## Task goal
Edit the stretch of rows from the line containing "instance of leaf" through the line containing "438, 345, 536, 456", changing "leaf stem" to "leaf stalk" and keeping everything else the same. Give only those lines.

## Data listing

=-=-=

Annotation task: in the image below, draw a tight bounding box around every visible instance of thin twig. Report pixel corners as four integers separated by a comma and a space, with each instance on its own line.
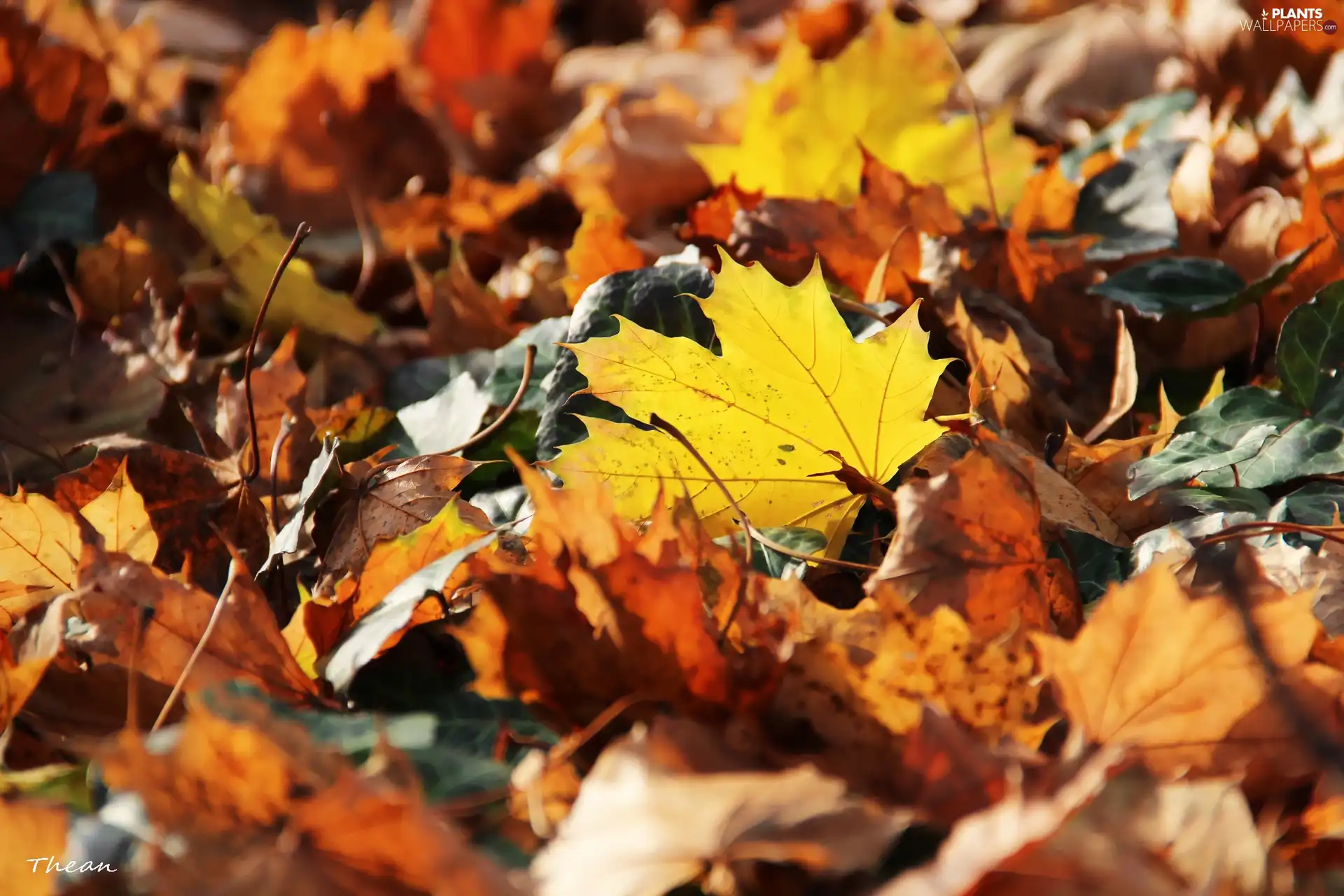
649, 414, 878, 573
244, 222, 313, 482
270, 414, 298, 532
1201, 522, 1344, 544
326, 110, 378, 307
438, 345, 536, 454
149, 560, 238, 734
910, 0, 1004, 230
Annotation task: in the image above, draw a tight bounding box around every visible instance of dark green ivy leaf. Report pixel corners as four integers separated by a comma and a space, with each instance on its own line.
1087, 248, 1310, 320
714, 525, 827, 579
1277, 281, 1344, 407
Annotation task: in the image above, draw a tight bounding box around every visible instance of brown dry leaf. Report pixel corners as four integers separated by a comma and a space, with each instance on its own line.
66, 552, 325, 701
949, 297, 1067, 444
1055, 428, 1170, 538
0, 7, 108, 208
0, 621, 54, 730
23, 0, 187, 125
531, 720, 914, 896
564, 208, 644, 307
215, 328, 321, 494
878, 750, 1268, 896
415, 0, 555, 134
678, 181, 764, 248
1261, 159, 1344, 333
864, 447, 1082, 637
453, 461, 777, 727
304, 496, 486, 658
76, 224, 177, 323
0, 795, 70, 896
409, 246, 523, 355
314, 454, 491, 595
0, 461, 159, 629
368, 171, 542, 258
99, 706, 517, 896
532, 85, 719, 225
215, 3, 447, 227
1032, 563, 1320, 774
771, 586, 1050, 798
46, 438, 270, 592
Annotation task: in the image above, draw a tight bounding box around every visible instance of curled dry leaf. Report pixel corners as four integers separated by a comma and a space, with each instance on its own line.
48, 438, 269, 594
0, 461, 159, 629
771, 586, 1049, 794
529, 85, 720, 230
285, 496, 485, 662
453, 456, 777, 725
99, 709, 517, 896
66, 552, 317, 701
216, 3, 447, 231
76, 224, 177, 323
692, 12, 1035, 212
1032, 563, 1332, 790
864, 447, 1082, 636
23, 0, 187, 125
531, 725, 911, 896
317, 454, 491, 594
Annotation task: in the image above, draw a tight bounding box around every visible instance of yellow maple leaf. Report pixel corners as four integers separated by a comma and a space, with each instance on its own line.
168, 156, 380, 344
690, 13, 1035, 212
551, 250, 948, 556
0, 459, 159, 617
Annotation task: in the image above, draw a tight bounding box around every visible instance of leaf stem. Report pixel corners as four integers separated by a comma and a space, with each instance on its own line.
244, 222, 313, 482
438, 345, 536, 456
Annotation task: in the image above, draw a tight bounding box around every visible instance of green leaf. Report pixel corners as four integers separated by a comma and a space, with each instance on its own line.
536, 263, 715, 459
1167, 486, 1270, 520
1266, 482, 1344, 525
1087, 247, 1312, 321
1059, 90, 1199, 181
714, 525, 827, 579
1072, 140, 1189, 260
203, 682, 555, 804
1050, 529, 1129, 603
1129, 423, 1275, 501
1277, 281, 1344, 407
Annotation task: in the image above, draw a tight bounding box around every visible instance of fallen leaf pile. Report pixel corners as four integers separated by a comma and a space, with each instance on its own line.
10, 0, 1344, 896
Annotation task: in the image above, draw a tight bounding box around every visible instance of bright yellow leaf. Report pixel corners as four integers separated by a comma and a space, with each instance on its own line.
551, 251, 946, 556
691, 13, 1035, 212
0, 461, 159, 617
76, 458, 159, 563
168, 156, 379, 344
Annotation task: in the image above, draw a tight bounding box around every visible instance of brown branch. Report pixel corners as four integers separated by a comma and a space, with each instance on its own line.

=-=-=

## Exercise result
Annotation task: in the image above, draw a tight bounding box around every visible instance of leaf stalk. Report pixel corners as four integers separated by a comma and a space, with each instance on its own line.
244, 222, 313, 482
438, 345, 536, 456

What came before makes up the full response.